[Stored data]
──────
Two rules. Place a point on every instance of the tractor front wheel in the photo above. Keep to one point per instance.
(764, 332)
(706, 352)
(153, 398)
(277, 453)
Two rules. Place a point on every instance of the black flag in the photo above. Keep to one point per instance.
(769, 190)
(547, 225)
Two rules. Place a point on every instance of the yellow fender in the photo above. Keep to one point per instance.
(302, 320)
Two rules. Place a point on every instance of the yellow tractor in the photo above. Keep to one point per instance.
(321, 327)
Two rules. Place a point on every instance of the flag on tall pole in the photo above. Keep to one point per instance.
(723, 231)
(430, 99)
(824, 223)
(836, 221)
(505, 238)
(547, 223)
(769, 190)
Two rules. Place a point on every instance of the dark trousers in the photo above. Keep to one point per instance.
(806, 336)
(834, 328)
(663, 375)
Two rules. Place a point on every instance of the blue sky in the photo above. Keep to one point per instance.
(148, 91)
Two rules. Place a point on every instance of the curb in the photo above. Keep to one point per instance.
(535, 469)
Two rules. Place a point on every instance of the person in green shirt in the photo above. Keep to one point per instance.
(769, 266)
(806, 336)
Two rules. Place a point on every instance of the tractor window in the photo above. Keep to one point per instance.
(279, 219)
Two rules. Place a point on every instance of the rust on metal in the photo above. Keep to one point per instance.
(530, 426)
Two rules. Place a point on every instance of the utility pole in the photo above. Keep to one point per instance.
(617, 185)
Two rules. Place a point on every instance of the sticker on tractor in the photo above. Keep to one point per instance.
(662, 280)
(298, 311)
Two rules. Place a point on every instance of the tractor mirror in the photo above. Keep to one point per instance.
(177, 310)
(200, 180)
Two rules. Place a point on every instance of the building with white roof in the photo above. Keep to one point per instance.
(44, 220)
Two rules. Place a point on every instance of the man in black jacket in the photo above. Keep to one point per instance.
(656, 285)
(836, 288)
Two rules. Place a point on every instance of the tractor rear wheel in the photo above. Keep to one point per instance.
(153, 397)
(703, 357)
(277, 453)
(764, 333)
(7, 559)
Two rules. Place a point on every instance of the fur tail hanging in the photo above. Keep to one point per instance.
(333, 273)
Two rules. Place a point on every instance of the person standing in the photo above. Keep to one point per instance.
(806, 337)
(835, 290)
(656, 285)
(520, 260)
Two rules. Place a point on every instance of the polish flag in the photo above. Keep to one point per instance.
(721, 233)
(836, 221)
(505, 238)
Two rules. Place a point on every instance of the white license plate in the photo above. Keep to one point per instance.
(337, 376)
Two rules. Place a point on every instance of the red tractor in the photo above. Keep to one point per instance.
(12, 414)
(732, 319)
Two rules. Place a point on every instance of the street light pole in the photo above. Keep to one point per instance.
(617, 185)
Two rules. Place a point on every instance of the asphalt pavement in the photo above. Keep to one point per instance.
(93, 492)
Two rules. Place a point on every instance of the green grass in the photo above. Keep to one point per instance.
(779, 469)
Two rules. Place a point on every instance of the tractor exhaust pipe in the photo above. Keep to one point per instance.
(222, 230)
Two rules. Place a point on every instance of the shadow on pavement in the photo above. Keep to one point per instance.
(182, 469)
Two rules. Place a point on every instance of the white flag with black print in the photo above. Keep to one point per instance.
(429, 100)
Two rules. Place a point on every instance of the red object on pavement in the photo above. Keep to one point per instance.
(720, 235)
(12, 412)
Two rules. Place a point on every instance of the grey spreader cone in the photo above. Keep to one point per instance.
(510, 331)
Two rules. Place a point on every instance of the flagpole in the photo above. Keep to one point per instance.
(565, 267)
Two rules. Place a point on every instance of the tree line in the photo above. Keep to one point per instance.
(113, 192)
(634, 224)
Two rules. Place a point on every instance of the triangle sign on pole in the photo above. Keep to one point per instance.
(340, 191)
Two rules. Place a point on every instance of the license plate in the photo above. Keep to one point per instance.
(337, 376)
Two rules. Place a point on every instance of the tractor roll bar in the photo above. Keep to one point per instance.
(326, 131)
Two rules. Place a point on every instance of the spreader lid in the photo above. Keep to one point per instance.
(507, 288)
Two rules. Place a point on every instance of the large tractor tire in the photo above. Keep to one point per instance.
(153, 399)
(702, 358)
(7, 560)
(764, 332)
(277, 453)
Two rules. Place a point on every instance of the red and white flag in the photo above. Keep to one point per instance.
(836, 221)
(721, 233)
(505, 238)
──────
Required action:
Please copy out every line shown above, exactly.

Solution:
Two rules. Place a point on every instance of the tractor front wheel in the photo above. Keep to one point per instance.
(764, 332)
(706, 352)
(153, 398)
(277, 453)
Two rules. Place a point on every instance of the black flag in the photo above. Keep to one point per instance.
(769, 190)
(547, 225)
Two rules. Place a point on every instance of the yellow fender in the photo above. Keep to one point per instance.
(302, 320)
Two rules. Place a point on every instance of the yellow tractor in the photo above. Keep to one point per instance.
(321, 327)
Two rules. Place a point on every instance of the flag on tall pole in the photo above. Keep to one point per instance.
(723, 231)
(430, 99)
(824, 223)
(836, 221)
(505, 238)
(547, 223)
(769, 190)
Two rules. Place a point on every instance of the dark trousers in the photo above. Keep to one point per instance.
(806, 336)
(834, 328)
(663, 375)
Two rules. Place a point on every instance of the blue sky in the photo above. Keep to one point per instance.
(148, 91)
Two rules. Place a point on every instance of the curb in the photo above. Keep to one point per instance.
(535, 469)
Two rules. Place a point on every instance of the person in green shirt in the photo above. Keep to one point per instance.
(769, 266)
(806, 336)
Two rules. Place a point on every instance of the tractor window in the photo above. Keep to one point per instance.
(279, 219)
Two rules. Place a point on every instance of the rust on metal in the photo above. Keep to one point per instance.
(530, 426)
Two rules. Place a point on every instance of the utility pole in the photo above. Keep to one point per instance.
(617, 185)
Two rules. Place a point on every instance of the sticker on tractor in the photo above. Keep to one point per instance.
(662, 280)
(298, 311)
Two rules. Place a point on every instance of the tractor mirror in the photo above. Keep to one point per instance.
(177, 310)
(200, 180)
Two rules. Place a point on every instance of the building with white roof in the photo above. Keep to one point per instance.
(44, 220)
Two rules. Place a point on every instance of the man in black jacket in the photo above. Keep to one point per instance.
(656, 285)
(836, 288)
Two rules. Place a point on every instance of the tractor rear wheel in the photo above. Keep to one point per instance.
(153, 397)
(703, 357)
(277, 453)
(764, 333)
(7, 559)
Two rules. Place a point on every instance of the fur tail hanging in the photo above. Keep to one point per instance.
(333, 273)
Two rules. Place a point on every instance of the person standing in the photo above. Keep to one point per instance.
(806, 337)
(835, 290)
(656, 285)
(520, 260)
Two rules. Place a point on every instance of the polish flag in the photo above. Keep to one point per instance.
(721, 233)
(836, 221)
(505, 238)
Two rules. Place a point on every instance of the white license plate in the photo above. Keep to one point per instance.
(337, 376)
Two rules. Place a point on every instance of the red tractor in the photo above. Keep to one point per instance.
(12, 414)
(732, 319)
Two rules. Place a point on every instance of the street light pole in the photo above. Keep to one point per instance.
(617, 185)
Two rules. Place a point on every instance of the asphalt pavement in the photo above. Keep to one point per instance.
(93, 492)
Two rules. Place a point on every instance of the green grass in the photo above. Keep to one point per instance.
(779, 469)
Two rules. Place a point on every instance of the tractor exhaust pipe in the photo above. Keep to one point per instance.
(222, 230)
Two rules. Place a point on every instance of the shadow on pavement in the photo above. Keep to one point per instance.
(182, 469)
Two rules. Place a point on every instance of the white flag with black print in the photo above. Keep to one point per instance.
(429, 100)
Two rules. Place a point on every instance of the red object on pavement in the photo above. Keep to one point per instance.
(720, 235)
(12, 412)
Two rules. Place a point on every instance of the grey spreader cone in the photo above. Keep to one point per instance.
(510, 331)
Two rules. Place a point on every instance of the flagpole in the photo above. Keep to one point per instance.
(565, 267)
Two rules. Place a point on every instance of the tree line in the photo above. Keep to one point per instance.
(113, 192)
(634, 224)
Two rules. Place a point on every instance of the triangle sign on pole in the photo above. Keep to one point per instance.
(340, 191)
Two rules. Place a point on every instance of the license plate in the photo above. Keep to one point per instance.
(337, 376)
Two rules. Place a point on every instance of the tractor roll bar in the photo above. Keep to one point per instance.
(326, 131)
Two rules. Place a point on every instance of the spreader lid in the photo above. Keep to one point per instance.
(507, 288)
Two rules. Place a point on every instance of the large tractor tire in the photo above. Keep to one point per instance.
(153, 399)
(702, 358)
(7, 560)
(764, 332)
(277, 453)
Two rules. Place a point on every instance of the red and white flag in the photo above. Keep to one point per instance.
(836, 221)
(721, 233)
(505, 238)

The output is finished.